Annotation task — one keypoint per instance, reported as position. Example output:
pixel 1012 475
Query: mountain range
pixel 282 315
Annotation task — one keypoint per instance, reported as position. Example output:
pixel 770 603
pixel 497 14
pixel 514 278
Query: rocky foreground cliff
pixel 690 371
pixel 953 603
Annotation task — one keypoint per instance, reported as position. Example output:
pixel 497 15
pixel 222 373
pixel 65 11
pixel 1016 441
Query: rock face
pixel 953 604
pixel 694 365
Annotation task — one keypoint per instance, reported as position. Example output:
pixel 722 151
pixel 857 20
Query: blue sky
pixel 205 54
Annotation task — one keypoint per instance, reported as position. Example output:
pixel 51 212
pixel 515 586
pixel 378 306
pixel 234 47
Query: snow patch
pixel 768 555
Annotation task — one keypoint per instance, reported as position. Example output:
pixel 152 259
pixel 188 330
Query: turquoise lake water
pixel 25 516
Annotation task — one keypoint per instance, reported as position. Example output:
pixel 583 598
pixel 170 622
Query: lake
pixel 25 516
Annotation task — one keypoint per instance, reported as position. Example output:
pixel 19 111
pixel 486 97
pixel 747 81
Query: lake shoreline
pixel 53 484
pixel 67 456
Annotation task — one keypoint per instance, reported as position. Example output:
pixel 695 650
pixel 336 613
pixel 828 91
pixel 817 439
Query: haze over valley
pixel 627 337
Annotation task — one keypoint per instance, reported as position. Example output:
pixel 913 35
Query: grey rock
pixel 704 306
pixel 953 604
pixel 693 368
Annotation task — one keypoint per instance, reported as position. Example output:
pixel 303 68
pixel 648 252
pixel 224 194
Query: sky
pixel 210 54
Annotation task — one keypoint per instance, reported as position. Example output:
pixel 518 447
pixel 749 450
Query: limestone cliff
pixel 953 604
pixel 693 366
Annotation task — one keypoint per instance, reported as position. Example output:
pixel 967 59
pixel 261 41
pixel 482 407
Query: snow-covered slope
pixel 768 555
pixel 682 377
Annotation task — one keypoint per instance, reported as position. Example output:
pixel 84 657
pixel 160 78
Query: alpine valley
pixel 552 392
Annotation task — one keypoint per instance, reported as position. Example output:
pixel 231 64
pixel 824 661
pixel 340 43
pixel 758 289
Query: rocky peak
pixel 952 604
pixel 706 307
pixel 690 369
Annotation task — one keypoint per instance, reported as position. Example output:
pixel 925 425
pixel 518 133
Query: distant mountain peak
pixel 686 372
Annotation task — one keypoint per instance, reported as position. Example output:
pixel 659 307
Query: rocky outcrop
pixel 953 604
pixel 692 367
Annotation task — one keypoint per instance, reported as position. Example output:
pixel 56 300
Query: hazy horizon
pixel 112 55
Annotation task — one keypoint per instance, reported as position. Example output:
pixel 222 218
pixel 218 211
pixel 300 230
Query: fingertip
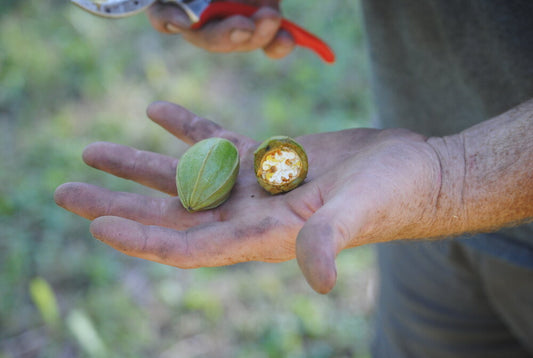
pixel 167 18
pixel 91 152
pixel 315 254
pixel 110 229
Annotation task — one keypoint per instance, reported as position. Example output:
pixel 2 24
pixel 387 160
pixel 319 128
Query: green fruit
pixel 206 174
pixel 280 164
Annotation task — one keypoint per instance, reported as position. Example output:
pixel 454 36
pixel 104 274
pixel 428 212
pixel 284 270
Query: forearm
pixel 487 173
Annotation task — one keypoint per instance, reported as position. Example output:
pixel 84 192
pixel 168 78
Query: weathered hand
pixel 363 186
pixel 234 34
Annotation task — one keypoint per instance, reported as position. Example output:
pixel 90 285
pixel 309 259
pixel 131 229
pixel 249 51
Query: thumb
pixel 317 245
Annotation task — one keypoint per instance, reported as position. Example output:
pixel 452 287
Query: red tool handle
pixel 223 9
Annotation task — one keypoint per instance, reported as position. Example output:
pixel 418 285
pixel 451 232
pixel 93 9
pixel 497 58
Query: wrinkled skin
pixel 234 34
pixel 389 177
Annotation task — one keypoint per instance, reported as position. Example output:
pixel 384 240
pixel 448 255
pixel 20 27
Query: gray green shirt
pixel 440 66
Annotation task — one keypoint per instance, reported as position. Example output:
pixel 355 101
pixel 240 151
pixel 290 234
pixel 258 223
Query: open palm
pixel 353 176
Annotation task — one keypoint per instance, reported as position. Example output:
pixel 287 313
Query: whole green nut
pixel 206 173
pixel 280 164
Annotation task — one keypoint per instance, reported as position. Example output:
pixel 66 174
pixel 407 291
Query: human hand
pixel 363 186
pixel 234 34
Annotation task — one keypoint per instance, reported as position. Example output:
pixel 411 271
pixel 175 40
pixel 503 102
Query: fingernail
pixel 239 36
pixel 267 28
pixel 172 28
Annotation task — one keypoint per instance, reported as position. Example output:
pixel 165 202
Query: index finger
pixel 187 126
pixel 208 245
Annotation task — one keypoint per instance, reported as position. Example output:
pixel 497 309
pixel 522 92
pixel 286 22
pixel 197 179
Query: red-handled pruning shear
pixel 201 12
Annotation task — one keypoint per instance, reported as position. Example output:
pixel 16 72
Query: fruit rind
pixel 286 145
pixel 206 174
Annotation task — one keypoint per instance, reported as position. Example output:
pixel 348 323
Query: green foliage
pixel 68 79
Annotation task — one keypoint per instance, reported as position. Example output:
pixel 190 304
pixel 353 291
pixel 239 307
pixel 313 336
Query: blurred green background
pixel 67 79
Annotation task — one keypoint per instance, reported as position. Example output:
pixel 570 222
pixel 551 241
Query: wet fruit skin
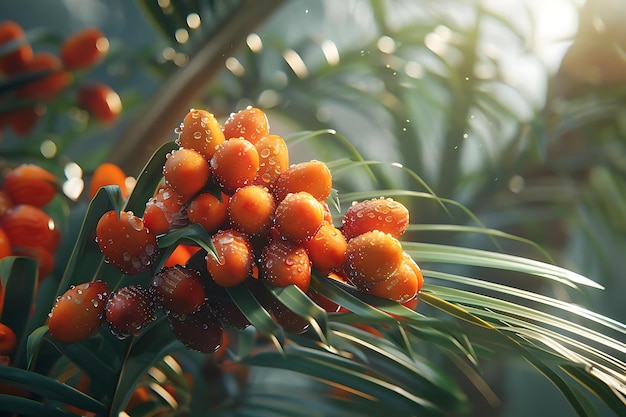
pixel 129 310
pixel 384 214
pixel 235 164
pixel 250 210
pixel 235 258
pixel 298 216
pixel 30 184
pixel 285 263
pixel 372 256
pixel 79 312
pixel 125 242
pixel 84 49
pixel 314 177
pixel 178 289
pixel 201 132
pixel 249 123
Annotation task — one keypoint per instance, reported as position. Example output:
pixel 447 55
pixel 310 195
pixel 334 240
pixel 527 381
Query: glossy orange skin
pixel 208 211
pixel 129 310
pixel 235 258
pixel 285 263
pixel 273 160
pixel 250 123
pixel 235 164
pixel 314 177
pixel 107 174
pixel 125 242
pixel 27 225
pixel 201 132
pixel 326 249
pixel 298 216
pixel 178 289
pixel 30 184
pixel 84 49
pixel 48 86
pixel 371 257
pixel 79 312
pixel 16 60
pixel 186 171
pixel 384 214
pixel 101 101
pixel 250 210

_____

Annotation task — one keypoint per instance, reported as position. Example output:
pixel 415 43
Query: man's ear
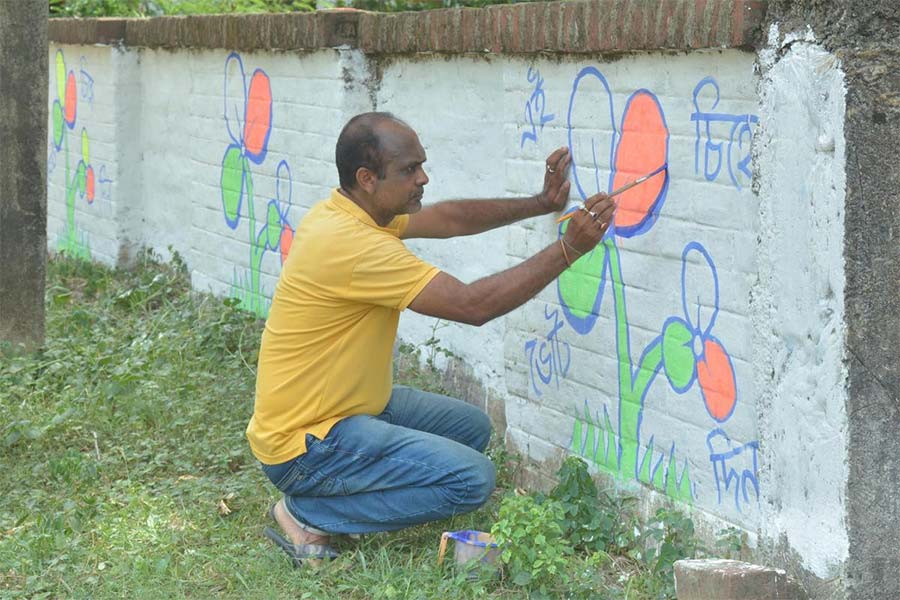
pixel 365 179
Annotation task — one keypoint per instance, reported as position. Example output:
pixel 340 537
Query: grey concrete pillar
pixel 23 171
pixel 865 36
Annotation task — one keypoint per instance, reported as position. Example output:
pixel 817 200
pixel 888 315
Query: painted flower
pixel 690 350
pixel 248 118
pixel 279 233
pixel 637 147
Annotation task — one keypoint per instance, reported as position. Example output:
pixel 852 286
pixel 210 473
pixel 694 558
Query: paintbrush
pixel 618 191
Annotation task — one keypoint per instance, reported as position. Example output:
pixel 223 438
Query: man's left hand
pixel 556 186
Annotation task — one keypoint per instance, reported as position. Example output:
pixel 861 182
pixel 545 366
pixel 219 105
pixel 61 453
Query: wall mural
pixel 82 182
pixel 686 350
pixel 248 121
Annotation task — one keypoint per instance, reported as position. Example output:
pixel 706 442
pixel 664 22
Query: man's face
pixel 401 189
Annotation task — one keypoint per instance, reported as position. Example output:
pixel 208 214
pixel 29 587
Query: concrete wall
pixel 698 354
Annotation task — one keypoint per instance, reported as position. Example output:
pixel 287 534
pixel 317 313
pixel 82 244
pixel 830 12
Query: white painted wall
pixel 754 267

_____

WHAT TO WORK ON |
Please count the lines in the rows above that contain the word "fruit" and reply with that number alone.

PROBLEM SOLUTION |
3